**TASK INSTRUCTIONS**. Copy the items word for word, from the start through the line containing "box: [114, 20, 139, 94]", and leave out the pictures.

----- INPUT DATA -----

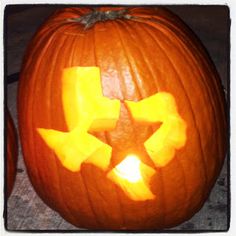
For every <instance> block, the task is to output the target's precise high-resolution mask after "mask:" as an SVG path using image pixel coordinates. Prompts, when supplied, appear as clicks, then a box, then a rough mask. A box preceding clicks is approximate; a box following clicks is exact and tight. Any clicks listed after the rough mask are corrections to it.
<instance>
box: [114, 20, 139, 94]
mask: <svg viewBox="0 0 236 236" xmlns="http://www.w3.org/2000/svg"><path fill="white" fill-rule="evenodd" d="M118 22H119V21H117V23H115V22H114V21H112V23H113V26H114V28H116V31H117V36H118V38H119V41H120V43H121V45H122V48H123V52H124V56H125V58H126V60H127V64H128V65H129V70H130V73H131V75H132V78H133V82H134V83H135V87H136V91H137V93H138V97H139V99H141V98H142V97H143V96H142V93H141V89H140V86H139V84H138V83H137V77H136V75H135V72H134V68H133V66H132V65H131V63H130V61H129V57H128V56H127V48H126V45H125V43H124V41H123V38H122V33H121V29H120V27H119V25H118ZM122 78H123V80H122V81H123V83H124V84H125V80H124V76H122ZM122 87H125V86H122Z"/></svg>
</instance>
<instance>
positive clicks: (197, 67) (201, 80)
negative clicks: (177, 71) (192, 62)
mask: <svg viewBox="0 0 236 236" xmlns="http://www.w3.org/2000/svg"><path fill="white" fill-rule="evenodd" d="M163 26H166V28H167V29H168V31H170V33H171V34H172V31H171V30H173V31H174V32H176V33H180V34H181V36H180V37H176V34H173V37H174V38H175V40H176V41H177V42H179V44H180V45H181V47H183V49H184V50H185V52H187V53H188V56H189V57H190V58H191V61H192V62H193V63H194V64H196V59H194V58H193V56H192V54H191V53H189V49H188V47H186V45H190V46H191V47H193V48H194V50H195V48H196V47H195V46H194V45H193V44H192V43H191V41H190V40H184V34H183V33H182V31H180V30H179V29H178V28H176V27H175V26H174V25H173V24H171V25H170V23H169V24H168V23H167V24H163ZM161 32H162V31H161ZM185 33H186V34H188V32H187V31H186V32H185ZM182 40H183V41H184V42H185V43H183V42H182ZM200 48H201V49H202V46H201V45H200ZM181 54H182V55H183V56H184V55H185V54H184V53H181ZM195 55H197V56H198V55H200V53H198V51H197V50H196V54H195ZM200 58H201V57H200ZM203 59H204V58H203ZM200 62H202V58H201V59H200ZM204 62H206V60H205V59H204ZM190 65H191V64H190ZM207 65H208V63H205V67H206V68H207V70H209V68H208V66H207ZM196 70H197V71H198V72H199V74H200V75H201V76H202V78H204V75H203V73H202V71H201V70H200V69H199V68H198V66H196ZM193 71H194V70H193ZM212 72H213V71H211V73H209V74H210V75H211V74H212ZM211 76H212V75H211ZM198 81H199V82H200V83H198V84H199V85H200V86H201V87H204V88H206V93H207V95H208V96H210V97H211V99H207V97H206V99H204V100H206V101H207V102H210V107H211V109H212V110H213V111H214V115H213V116H212V118H213V119H214V121H216V117H217V115H216V111H215V105H216V104H217V101H216V100H215V99H214V98H215V97H213V96H212V91H214V90H216V89H217V84H216V80H215V79H212V80H211V82H212V81H214V85H215V86H214V89H213V86H209V83H210V81H208V80H204V79H200V80H198ZM201 84H202V85H201ZM217 91H219V90H218V89H217ZM219 96H220V95H219V94H218V96H216V99H217V100H219ZM213 104H214V105H213ZM215 124H216V126H217V133H218V131H219V130H220V128H219V124H218V122H215ZM219 138H220V137H219V135H217V139H216V142H217V143H216V144H215V146H216V148H217V149H219V148H221V147H219V146H220V145H218V144H219V143H220V142H219ZM218 151H219V150H218ZM220 152H222V151H220ZM217 158H218V160H219V157H218V156H217ZM219 161H220V160H219ZM205 166H207V165H205ZM206 172H207V171H206ZM207 184H209V178H208V180H207Z"/></svg>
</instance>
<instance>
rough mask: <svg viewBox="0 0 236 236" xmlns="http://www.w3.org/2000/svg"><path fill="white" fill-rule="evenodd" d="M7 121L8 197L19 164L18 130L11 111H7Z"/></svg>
mask: <svg viewBox="0 0 236 236" xmlns="http://www.w3.org/2000/svg"><path fill="white" fill-rule="evenodd" d="M6 118H7V119H6V122H7V127H6V128H7V130H6V131H7V132H6V137H7V162H6V163H7V179H6V181H7V197H9V196H10V194H11V192H12V189H13V186H14V183H15V178H16V165H17V154H18V146H17V136H16V130H15V126H14V123H13V120H12V118H11V115H10V113H9V111H8V110H7V112H6Z"/></svg>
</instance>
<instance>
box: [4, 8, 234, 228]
mask: <svg viewBox="0 0 236 236" xmlns="http://www.w3.org/2000/svg"><path fill="white" fill-rule="evenodd" d="M61 7H63V6H61V5H18V6H16V5H8V6H6V8H5V14H4V26H5V28H4V39H5V45H4V48H5V52H4V55H5V56H4V62H5V78H4V79H5V95H6V97H5V99H6V100H5V101H6V103H7V105H8V108H9V110H10V113H11V115H12V116H13V119H14V121H15V124H16V126H17V112H16V94H17V84H18V81H17V78H18V76H17V73H18V72H19V71H20V67H21V62H22V58H23V55H24V51H25V48H26V46H27V44H28V42H29V40H30V39H31V37H32V35H33V34H34V32H35V31H36V30H37V28H38V27H39V26H40V24H41V23H42V22H44V21H45V19H46V18H47V17H48V16H49V15H50V14H51V13H52V12H53V11H54V10H55V9H57V8H61ZM64 7H66V5H64ZM166 7H167V8H169V9H170V10H171V11H173V12H174V13H176V14H177V15H178V16H179V17H180V18H181V19H182V20H183V21H184V22H185V23H186V24H187V25H188V26H189V27H190V28H191V29H192V30H193V31H194V32H195V34H196V35H197V36H198V37H199V38H200V40H201V41H202V43H203V45H204V46H205V47H206V48H207V51H208V52H209V55H210V56H211V58H212V60H213V62H214V64H215V65H216V68H217V71H218V73H219V75H220V77H221V80H222V84H223V86H224V88H225V91H226V96H227V98H229V95H227V91H229V47H230V35H229V30H230V18H229V13H230V12H229V10H230V9H229V8H228V7H227V6H201V5H198V6H190V5H188V6H183V5H182V6H181V5H175V6H170V5H169V6H166ZM228 103H229V99H228ZM18 158H19V161H18V167H17V177H16V183H15V186H14V189H13V192H12V194H11V196H10V198H9V200H8V202H5V208H6V210H7V214H6V215H5V221H6V225H7V228H8V229H9V230H78V228H76V227H75V226H73V225H71V224H69V223H67V222H66V221H64V220H63V219H62V218H61V217H60V216H59V215H58V214H57V213H56V212H54V211H53V210H51V209H50V208H49V207H47V206H46V205H45V204H44V203H43V202H42V201H41V199H40V198H39V197H38V196H37V194H36V193H35V191H34V190H33V188H32V186H31V184H30V182H29V179H28V176H27V173H26V170H25V166H24V163H23V159H22V154H21V150H19V157H18ZM229 194H230V193H229V157H227V158H226V160H225V164H224V166H223V169H222V171H221V175H220V176H219V178H218V180H217V182H216V184H215V186H214V188H213V190H212V193H211V195H210V196H209V199H208V200H207V202H206V203H205V205H204V207H203V208H202V209H201V210H200V211H199V212H198V213H197V214H196V215H195V216H194V217H193V218H192V219H190V220H189V221H187V222H185V223H183V224H181V225H179V226H177V227H175V228H173V229H172V230H173V231H176V230H184V231H185V230H196V231H199V230H200V231H201V230H203V231H209V230H214V231H215V230H220V231H225V230H227V229H228V227H229V216H230V202H229Z"/></svg>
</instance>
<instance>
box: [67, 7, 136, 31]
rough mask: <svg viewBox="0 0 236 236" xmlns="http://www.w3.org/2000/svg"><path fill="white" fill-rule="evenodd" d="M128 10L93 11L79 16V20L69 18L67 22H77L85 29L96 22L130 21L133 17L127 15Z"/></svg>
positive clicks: (95, 9) (72, 18) (94, 23)
mask: <svg viewBox="0 0 236 236" xmlns="http://www.w3.org/2000/svg"><path fill="white" fill-rule="evenodd" d="M127 13H128V9H122V10H114V11H112V10H108V11H98V10H97V9H93V11H92V12H90V13H88V14H86V15H84V16H81V17H79V18H70V19H68V21H71V22H79V23H81V24H83V25H84V26H85V27H84V28H85V29H88V28H91V27H92V26H93V25H94V24H95V23H96V22H98V21H107V20H116V19H128V20H129V19H131V18H133V16H131V15H129V14H127Z"/></svg>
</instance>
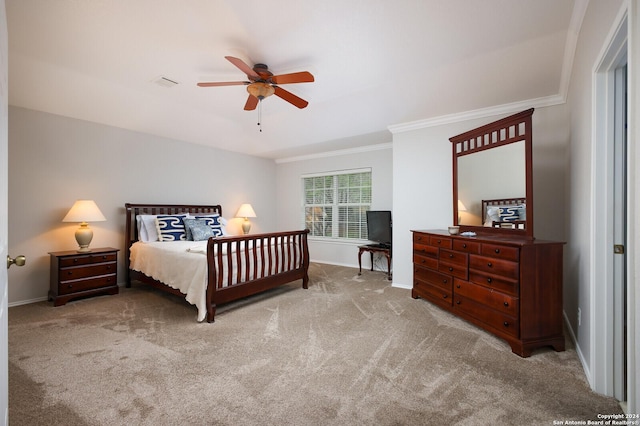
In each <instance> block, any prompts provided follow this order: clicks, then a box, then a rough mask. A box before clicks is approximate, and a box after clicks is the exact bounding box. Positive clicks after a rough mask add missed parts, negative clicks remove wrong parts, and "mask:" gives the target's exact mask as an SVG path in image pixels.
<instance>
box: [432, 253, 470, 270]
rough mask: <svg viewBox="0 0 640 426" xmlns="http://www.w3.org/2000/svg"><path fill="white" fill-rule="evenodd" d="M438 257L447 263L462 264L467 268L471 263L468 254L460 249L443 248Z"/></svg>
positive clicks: (461, 265) (462, 265)
mask: <svg viewBox="0 0 640 426" xmlns="http://www.w3.org/2000/svg"><path fill="white" fill-rule="evenodd" d="M438 258H439V259H440V260H441V261H444V262H447V263H453V264H456V265H461V266H464V267H465V268H466V267H467V264H468V263H469V255H468V254H466V253H462V252H459V251H453V250H447V249H441V250H440V254H439V255H438Z"/></svg>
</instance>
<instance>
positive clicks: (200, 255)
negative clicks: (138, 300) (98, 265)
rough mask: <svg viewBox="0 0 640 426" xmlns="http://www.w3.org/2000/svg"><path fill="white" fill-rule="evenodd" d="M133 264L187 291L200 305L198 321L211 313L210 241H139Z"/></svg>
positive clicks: (132, 249) (205, 317) (137, 270)
mask: <svg viewBox="0 0 640 426" xmlns="http://www.w3.org/2000/svg"><path fill="white" fill-rule="evenodd" d="M130 261H131V263H130V268H131V269H133V270H135V271H139V272H142V273H143V274H145V275H147V276H149V277H151V278H153V279H156V280H158V281H162V282H163V283H165V284H166V285H168V286H169V287H171V288H175V289H177V290H180V292H181V293H183V294H185V299H186V300H187V302H189V303H191V304H192V305H195V306H196V308H198V321H203V320H204V319H205V318H206V316H207V304H206V296H207V241H172V242H160V241H153V242H147V243H142V242H136V243H134V244H133V245H132V246H131V255H130Z"/></svg>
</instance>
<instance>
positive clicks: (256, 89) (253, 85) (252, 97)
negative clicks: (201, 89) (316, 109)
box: [198, 56, 314, 111]
mask: <svg viewBox="0 0 640 426" xmlns="http://www.w3.org/2000/svg"><path fill="white" fill-rule="evenodd" d="M225 59H227V60H228V61H229V62H231V63H232V64H233V65H235V66H236V67H238V68H239V69H240V71H242V72H244V73H245V74H246V75H247V78H248V79H249V81H226V82H224V81H223V82H211V83H198V86H200V87H216V86H240V85H245V86H247V92H249V98H248V99H247V103H246V104H245V105H244V109H245V110H246V111H252V110H254V109H256V107H257V106H258V102H260V101H262V100H263V99H264V98H266V97H268V96H271V95H276V96H277V97H279V98H281V99H284V100H285V101H287V102H289V103H290V104H292V105H295V106H297V107H298V108H301V109H302V108H304V107H306V106H307V105H309V102H307V101H305V100H304V99H302V98H299V97H298V96H296V95H294V94H293V93H291V92H289V91H287V90H284V89H283V88H281V87H280V85H281V84H292V83H311V82H313V81H314V78H313V75H312V74H311V73H309V72H308V71H301V72H294V73H291V74H281V75H273V73H272V72H271V71H269V67H267V66H266V65H265V64H255V65H254V66H253V68H251V67H250V66H249V65H247V64H246V63H245V62H244V61H243V60H242V59H238V58H234V57H233V56H225Z"/></svg>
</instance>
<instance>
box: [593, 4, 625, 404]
mask: <svg viewBox="0 0 640 426" xmlns="http://www.w3.org/2000/svg"><path fill="white" fill-rule="evenodd" d="M607 40H608V44H607V45H606V47H605V48H604V50H603V51H602V53H601V55H600V60H599V61H598V62H597V63H596V66H595V67H594V72H593V75H594V79H593V133H592V134H593V139H592V157H591V158H592V160H591V161H592V163H591V165H592V171H593V172H592V174H591V175H592V181H591V187H592V191H593V193H592V195H593V196H592V210H591V212H592V222H591V223H592V231H591V247H592V251H591V274H590V275H591V281H590V286H589V287H590V300H591V309H590V312H591V315H592V318H591V321H590V323H591V324H593V327H592V328H591V330H590V332H591V335H590V345H591V347H590V353H591V354H592V357H591V362H590V364H591V369H592V380H593V381H592V383H591V385H592V387H593V389H594V390H595V391H596V392H598V393H602V394H605V395H609V396H613V395H614V392H615V387H614V383H615V371H614V361H615V359H614V337H615V336H614V330H615V324H614V306H615V298H614V289H613V286H612V285H610V284H611V280H612V277H613V271H614V259H613V256H614V255H613V245H614V240H613V170H612V164H613V156H614V153H613V140H614V136H615V122H614V101H615V84H614V82H615V71H616V68H618V67H619V66H620V65H621V64H623V63H626V61H627V54H628V53H627V52H628V46H627V41H628V19H627V7H623V9H622V10H621V11H620V13H619V15H618V19H617V20H616V25H615V27H614V29H613V30H612V32H611V33H610V36H609V37H608V39H607ZM632 69H633V68H632V67H631V66H629V68H628V70H629V74H630V73H631V72H633V71H632ZM632 102H633V101H632ZM631 113H632V107H631V106H630V108H629V111H628V115H629V114H631ZM627 141H628V148H629V151H628V155H627V167H628V171H629V176H628V180H627V196H628V203H627V218H634V217H635V211H636V209H635V205H634V203H633V198H632V192H633V188H634V187H635V186H634V185H633V183H632V179H633V172H632V170H631V168H632V167H634V164H633V161H632V158H633V157H632V153H633V152H635V146H634V141H633V140H632V139H631V138H627ZM633 229H634V228H633V226H630V227H629V228H628V229H627V242H628V244H629V245H630V247H628V249H632V247H633V246H635V244H634V243H633V242H632V239H633V238H634V235H633ZM627 252H628V253H631V250H628V251H627ZM634 270H635V268H634V265H633V259H632V258H630V259H629V262H627V271H626V272H627V277H628V280H629V286H628V287H629V288H631V287H633V286H634V284H633V280H634V277H635V275H634V273H633V271H634ZM632 296H633V295H632V294H630V293H628V294H627V301H628V311H627V312H631V311H632V310H633V309H634V308H633V307H634V306H635V302H634V300H633V297H632ZM631 320H632V319H631ZM629 325H630V327H629V329H628V332H627V343H628V347H629V348H633V347H634V346H635V345H636V340H635V332H634V327H633V326H632V324H629ZM630 353H631V350H630V351H628V354H630ZM628 362H629V365H628V367H629V368H628V371H627V373H628V374H627V390H628V395H627V396H628V398H630V399H633V398H634V397H635V392H634V391H633V390H632V388H633V387H634V386H635V379H633V380H630V378H631V377H632V376H633V375H634V374H635V371H636V370H635V368H634V366H633V365H632V359H631V358H629V359H628ZM630 402H631V401H630ZM632 405H633V406H635V403H633V404H632ZM629 408H631V407H629Z"/></svg>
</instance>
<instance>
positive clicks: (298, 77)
mask: <svg viewBox="0 0 640 426" xmlns="http://www.w3.org/2000/svg"><path fill="white" fill-rule="evenodd" d="M271 81H272V82H274V83H275V84H291V83H312V82H313V81H315V80H314V78H313V75H312V74H311V73H310V72H308V71H301V72H294V73H291V74H282V75H274V76H273V77H271Z"/></svg>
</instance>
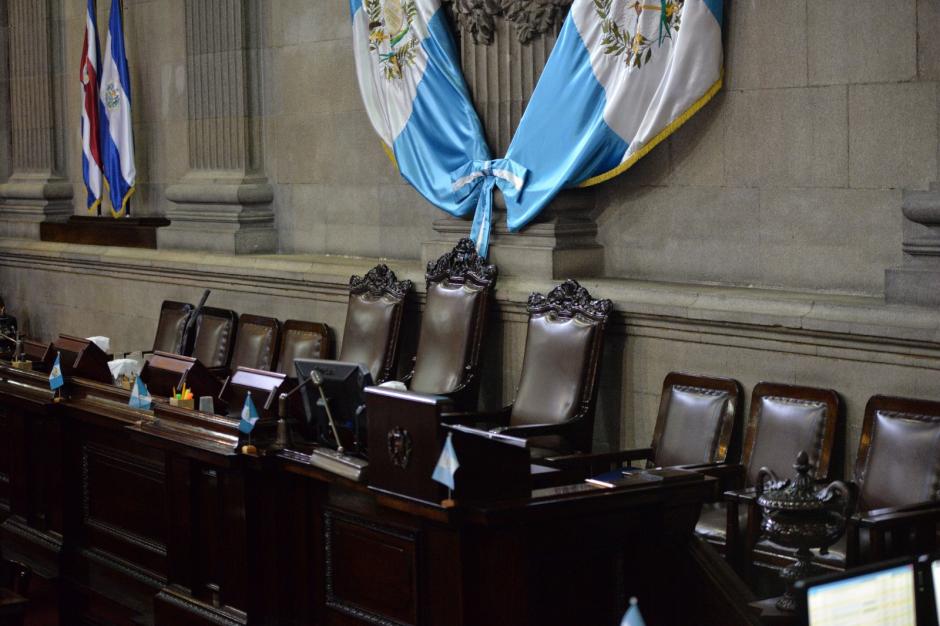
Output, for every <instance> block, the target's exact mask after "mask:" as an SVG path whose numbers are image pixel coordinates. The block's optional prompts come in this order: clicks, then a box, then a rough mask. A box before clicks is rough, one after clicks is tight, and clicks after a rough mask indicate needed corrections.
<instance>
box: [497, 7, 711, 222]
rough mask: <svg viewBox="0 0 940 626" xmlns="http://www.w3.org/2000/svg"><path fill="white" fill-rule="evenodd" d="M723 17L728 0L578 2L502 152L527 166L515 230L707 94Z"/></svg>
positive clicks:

-----

**ANSWER BOX**.
For every <instance> block, the task is to output the target's precise high-resolution mask after "mask:" as an SVG path using image pixel coordinates. Prompts, when supplied, appear as clicks, then a box, then a rough mask. A box preceding clicks is approximate; a box following clicks is exact and tight. Any clicks listed after the rough mask are corrections to it.
<instance>
box: [114, 20, 139, 94]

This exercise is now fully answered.